TUGAS YANG DIKERJAKAN:
Jawablah pertanyaan berikut berdasarkan artikel tentang kebijakan film Malaysia.
(a) Pada tanggal berapa kebijakan baru yang mewajibkan dua film Malaysia tayang setiap minggu mulai berlaku?
(b) Lembaga apa yang mengatur dan memantau pelaksanaan kebijakan itu?
(c) Menurut Skema Wajib Tayang sebelum peraturan baru, berapa lama satu film Malaysia harus diputar, dan di studio mana?

BACAAN PILIHAN:
4 Jun 2012

Artikel Dari Website Filem Indonesia



Malaysia Wajibkan Tayang Dua Film Lokal Setiap Minggu

Berita : Senin, 21 Mei 2012 : Amalia Sekarjati

Malaysia mengeluarkan kebijakan baru terkait industri film mereka, yakni mengharuskan dua film Malaysia tayang di bioskop setiap minggunya. Kebijakan ini berlaku 24 Mei mendatang dan merupakan pengembangan dari kebijakan Skema Wajib Tayang yang saat ini berlaku. Pelaksanaan kebijakan tersebut diatur dan dipantau melalui Perbadanan Kemajuan Filem Nasional Malaysia (FINAS), badan pemerintahan yang dibentuk untuk mendorong, memelihara, dan memfasilitasi kemajuan industri film di Malaysia. Kebijakan seperti ini sebenarnya pernah berlaku di Indonesia pada tahun 80an, saat peredaran film diatur oleh Peredaran Film Indonesia (Perfin). Namun, hal tersebut tidak berlaku lagi, walaupun Perfin sebagai lembaga sebenarnya masih ada.

Sebelum peraturan baru tersebut berlaku, Skema Wajib Tayang mengharuskan bioskop memutar satu film Malaysia, yang sudah terdaftar di FINAS, selama empat belas hari berturut-turut di studio yang berkapasitas kursi paling besar pada masing-masing bioskop. Film tersebut bisa diturunkan hanya jika terjadi kondisi tertentu: jumlah penonton kurang dari 30% dari jumlah tempat duduk setelah penayangan empat hari berturut-turut, jumlah penonton tidak kurang dari 15% dari jumlah tempat duduk setelah penayangan tiga hari berturut-turut, atau jika jumlah penonton kurang dari 15%. Jika ada perubahan terkait penurunan film atau penukaran penayangan film ke studio yang lebih kecil, bioskop harus melaporkan kepada FINAS. Jika kebijakan Skema Wajib Tayang yang baru sudah berlaku, maka ada dua film Malaysia yang diperlakukan sesuai kebijakan tersebut. Kebijakan tersebut diberlakukan ketika film lokal merasa sulit melawan film-film impor. Beberapa film lokal pada tahun 1980 hanya bertahan satu sampai dua hari di bioskop.

BAHAN YANG DIAMBIL:
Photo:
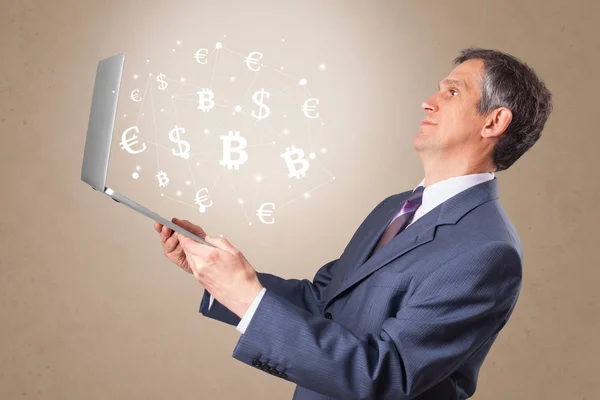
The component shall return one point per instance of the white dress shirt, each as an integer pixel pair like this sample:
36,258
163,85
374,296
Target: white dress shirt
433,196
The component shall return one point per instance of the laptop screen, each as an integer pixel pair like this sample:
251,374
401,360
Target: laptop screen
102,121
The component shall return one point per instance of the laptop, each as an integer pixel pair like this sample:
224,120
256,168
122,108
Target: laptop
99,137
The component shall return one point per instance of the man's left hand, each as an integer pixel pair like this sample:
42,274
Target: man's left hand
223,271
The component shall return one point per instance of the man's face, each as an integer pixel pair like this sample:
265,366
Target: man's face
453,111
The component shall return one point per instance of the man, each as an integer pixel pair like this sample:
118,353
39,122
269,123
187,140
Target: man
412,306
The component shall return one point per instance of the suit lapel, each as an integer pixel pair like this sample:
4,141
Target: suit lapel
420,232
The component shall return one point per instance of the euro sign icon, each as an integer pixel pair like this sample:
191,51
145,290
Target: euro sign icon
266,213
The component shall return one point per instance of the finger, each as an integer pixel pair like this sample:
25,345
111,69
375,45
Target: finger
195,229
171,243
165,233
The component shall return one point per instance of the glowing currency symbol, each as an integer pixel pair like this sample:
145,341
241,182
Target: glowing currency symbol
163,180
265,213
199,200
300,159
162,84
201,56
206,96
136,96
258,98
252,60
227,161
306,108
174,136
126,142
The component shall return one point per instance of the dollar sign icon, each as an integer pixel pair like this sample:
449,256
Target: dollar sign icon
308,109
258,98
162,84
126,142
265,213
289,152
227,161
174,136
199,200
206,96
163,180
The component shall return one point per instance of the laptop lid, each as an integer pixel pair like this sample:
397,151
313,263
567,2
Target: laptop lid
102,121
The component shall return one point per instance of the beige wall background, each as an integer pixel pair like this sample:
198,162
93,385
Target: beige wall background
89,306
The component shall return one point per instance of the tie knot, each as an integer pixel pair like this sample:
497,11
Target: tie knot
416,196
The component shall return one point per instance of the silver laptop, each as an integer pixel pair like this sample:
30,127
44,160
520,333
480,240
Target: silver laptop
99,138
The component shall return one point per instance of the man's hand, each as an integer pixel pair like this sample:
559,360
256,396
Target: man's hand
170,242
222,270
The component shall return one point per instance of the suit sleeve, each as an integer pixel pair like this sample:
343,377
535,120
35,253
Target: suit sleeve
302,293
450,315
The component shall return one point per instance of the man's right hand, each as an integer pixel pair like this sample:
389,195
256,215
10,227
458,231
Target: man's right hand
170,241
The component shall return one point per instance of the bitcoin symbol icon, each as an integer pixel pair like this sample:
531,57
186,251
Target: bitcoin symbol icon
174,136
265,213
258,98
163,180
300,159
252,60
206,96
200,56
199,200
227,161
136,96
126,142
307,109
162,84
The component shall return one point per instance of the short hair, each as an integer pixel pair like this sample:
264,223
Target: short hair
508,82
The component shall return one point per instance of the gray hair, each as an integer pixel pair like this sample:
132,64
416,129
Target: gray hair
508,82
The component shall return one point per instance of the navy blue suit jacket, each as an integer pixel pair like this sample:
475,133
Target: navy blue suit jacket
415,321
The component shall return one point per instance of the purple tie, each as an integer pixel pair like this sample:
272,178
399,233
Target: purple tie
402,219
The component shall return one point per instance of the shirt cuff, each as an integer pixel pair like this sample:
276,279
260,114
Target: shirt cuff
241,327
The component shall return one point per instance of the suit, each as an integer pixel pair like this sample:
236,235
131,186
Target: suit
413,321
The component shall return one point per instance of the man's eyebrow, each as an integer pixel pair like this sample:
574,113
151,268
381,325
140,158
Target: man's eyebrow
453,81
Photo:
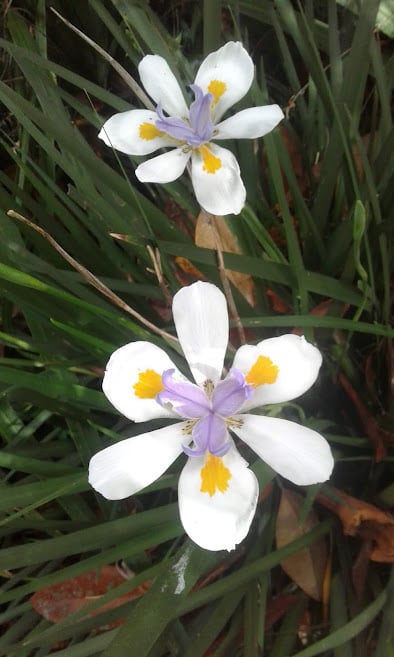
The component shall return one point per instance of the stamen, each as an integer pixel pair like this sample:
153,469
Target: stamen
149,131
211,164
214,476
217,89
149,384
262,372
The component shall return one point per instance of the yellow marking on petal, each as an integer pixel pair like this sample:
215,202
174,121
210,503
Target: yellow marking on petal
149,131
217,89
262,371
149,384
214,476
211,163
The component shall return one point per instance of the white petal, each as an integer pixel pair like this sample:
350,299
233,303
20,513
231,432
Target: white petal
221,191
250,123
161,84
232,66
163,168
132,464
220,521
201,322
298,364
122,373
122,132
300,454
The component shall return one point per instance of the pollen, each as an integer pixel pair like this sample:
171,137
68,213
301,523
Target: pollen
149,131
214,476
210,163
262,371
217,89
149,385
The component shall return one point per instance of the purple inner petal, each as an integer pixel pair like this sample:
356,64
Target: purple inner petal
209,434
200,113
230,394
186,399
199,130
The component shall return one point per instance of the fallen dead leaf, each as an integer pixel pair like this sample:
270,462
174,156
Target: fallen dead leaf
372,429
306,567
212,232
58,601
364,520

JAWABAN LENGKAP:
(a) Kebijakan itu mulai berlaku pada 24 Mei.
(b) Pelaksanaannya diatur dan dipantau oleh Perbadanan Kemajuan Filem Nasional Malaysia (FINAS).
(c) Film itu harus diputar selama empat belas hari berturut-turut di studio yang berkapasitas kursi paling besar pada masing-masing bioskop.